### Required work
Transcribe, without alteration, the rows from the line containing "of the sandy" through the final line of the rows, both included.

### Records shown
☆ ☆ ☆ ☆

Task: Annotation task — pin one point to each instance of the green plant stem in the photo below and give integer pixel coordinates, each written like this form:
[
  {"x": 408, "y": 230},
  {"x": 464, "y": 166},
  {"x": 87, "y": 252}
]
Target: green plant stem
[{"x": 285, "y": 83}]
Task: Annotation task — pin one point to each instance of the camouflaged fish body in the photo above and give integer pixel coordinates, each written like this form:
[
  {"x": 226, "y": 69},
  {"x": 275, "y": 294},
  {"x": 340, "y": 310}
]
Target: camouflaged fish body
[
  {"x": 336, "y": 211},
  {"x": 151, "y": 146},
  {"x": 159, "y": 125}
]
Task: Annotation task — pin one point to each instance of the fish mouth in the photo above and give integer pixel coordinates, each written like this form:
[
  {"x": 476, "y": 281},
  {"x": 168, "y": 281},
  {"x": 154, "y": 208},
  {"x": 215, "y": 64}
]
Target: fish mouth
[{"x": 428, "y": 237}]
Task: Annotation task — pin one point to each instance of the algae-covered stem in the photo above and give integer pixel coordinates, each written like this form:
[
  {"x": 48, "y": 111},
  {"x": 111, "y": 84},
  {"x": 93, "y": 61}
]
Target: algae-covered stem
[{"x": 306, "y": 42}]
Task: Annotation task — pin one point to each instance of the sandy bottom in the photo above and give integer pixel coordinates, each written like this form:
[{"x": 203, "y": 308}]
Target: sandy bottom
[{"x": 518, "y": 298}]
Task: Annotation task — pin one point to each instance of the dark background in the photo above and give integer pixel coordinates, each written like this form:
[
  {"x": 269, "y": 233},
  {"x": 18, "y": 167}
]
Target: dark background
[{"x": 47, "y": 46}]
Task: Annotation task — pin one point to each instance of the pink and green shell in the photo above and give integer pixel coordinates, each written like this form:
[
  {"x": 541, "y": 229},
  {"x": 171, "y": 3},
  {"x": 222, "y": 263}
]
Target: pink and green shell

☆ ☆ ☆ ☆

### Output below
Task: Annotation task — pin one point to each instance of the sandy bottom in the photo above and give integer pixel coordinates, each written like this form:
[{"x": 203, "y": 308}]
Target: sandy bottom
[{"x": 518, "y": 298}]
Task: Annotation task — pin one point to each instance of the dark background in the photo above and give integer pixel coordinates, each written like this form:
[
  {"x": 269, "y": 233},
  {"x": 18, "y": 167}
]
Target: dark background
[{"x": 47, "y": 46}]
Task: Annotation task — pin one point to each instance of the pink and green shell in the photo above and give integer pixel coordinates, each written like this form:
[
  {"x": 541, "y": 229},
  {"x": 171, "y": 3},
  {"x": 222, "y": 263}
]
Target: pink and green shell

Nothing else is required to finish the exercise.